--- Source passage Enclosed Below ---

It is likely that as the general public becomes aware of the vampire community, evangelicals will attempt to garner social capital by calling for a moral crusade to protect teens from vampirism. We have already seen attempts at this in the wake of the Twilight craze. This means that things may get worse for vampires before they get better.
In 2000, there was actually a law proposed in Wisconsin that would have outlawed consuming the blood of teenagers. There actually had been a case where someone was convincing teenagers to cut themselves and feed him their blood. (Such as person would not be welcome in the vampire community, at large). The law didn’t pass because no one considered it to be a serious problem.
However, as awareness of vampirism grows, anti-vampire laws might become an easy way for conservative legislators to pander to evangelicals. This has already happened with anti-microchip laws.
I think it is inevitable that there will be an important court case involving a self-identified vampire. Either someone will be fired for being a vampire and file a wrongful termination suit or, worse, Child Protective Services will take a sanguinarian’s children and demand that they prove they are not abusing them.
When this happens, the US legal system will have to set an important precedent about what vampires are. Right now, the only way our society can understand vampirism is as a religion or a mental illness. Of course, most vampires claim that they are neither of these things, but the law does not have a third category to put them in. Under the Constitution, vampires would have much better protection if they claimed to be a religion.
Ryan: If you focus only on the blood-drinking segment, how large do you believe the vampire community is in relation to the general population?

--- End of Enclosed Source passage ---

• _What to produce_: Reproduce the entire passage about vampires and the law word for word. The records that come next are separate material, unrelated to the passage about vampires and the law.

--- Listed records Enclosed Below ---

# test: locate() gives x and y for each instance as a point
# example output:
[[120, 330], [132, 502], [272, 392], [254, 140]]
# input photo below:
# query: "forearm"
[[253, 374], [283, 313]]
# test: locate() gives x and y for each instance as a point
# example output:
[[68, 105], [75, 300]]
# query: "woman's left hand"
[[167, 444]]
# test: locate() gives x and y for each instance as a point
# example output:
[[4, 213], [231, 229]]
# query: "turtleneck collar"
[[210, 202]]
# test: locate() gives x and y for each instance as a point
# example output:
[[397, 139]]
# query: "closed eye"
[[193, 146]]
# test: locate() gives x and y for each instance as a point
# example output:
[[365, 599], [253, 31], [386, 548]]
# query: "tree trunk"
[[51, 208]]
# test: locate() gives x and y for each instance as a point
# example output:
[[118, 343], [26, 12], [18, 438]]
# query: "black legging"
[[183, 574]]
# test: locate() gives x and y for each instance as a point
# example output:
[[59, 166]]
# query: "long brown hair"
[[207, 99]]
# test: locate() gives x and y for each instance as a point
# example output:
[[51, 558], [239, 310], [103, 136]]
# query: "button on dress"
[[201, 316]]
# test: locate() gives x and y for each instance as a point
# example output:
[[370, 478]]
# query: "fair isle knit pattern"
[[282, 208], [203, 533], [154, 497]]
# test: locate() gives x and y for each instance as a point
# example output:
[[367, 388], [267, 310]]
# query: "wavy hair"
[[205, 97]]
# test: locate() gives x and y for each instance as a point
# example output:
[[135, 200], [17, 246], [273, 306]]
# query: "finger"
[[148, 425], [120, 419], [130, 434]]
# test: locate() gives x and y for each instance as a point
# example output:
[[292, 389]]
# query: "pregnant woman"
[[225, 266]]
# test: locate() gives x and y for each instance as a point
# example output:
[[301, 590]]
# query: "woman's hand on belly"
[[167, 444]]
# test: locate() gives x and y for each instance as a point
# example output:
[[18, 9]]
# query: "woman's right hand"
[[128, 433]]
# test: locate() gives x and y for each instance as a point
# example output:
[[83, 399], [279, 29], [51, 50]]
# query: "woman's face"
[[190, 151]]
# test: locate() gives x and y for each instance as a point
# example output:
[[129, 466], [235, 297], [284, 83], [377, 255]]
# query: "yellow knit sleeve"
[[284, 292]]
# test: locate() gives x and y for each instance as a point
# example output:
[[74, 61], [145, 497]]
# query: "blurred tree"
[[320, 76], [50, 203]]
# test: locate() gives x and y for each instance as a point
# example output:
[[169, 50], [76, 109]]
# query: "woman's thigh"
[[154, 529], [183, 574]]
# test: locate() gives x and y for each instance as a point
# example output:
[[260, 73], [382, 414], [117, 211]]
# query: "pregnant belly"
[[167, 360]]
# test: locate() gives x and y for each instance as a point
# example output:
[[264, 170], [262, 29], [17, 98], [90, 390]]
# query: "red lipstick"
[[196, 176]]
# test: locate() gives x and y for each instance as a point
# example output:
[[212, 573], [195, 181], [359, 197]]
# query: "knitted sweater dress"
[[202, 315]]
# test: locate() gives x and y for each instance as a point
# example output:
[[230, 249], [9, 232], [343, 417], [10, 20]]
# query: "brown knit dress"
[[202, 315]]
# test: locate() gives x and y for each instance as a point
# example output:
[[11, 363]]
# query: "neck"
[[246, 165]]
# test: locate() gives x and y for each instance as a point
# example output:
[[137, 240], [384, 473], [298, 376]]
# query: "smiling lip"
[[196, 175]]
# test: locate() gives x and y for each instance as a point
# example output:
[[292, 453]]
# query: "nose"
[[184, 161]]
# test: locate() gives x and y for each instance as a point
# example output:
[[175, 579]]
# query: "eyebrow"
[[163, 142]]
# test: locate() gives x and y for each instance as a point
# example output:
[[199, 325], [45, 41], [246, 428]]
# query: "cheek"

--- End of Enclosed Listed records ---

• _Solved exercise_:
It is likely that as the general public becomes aware of the vampire community, evangelicals will attempt to garner social capital by calling for a moral crusade to protect teens from vampirism. We have already seen attempts at this in the wake of the Twilight craze. This means that things may get worse for vampires before they get better.
In 2000, there was actually a law proposed in Wisconsin that would have outlawed consuming the blood of teenagers. There actually had been a case where someone was convincing teenagers to cut themselves and feed him their blood. (Such as person would not be welcome in the vampire community, at large). The law didn’t pass because no one considered it to be a serious problem.
However, as awareness of vampirism grows, anti-vampire laws might become an easy way for conservative legislators to pander to evangelicals. This has already happened with anti-microchip laws.
I think it is inevitable that there will be an important court case involving a self-identified vampire. Either someone will be fired for being a vampire and file a wrongful termination suit or, worse, Child Protective Services will take a sanguinarian’s children and demand that they prove they are not abusing them.
When this happens, the US legal system will have to set an important precedent about what vampires are. Right now, the only way our society can understand vampirism is as a religion or a mental illness. Of course, most vampires claim that they are neither of these things, but the law does not have a third category to put them in. Under the Constitution, vampires would have much better protection if they claimed to be a religion.
Ryan: If you focus only on the blood-drinking segment, how large do you believe the vampire community is in relation to the general population?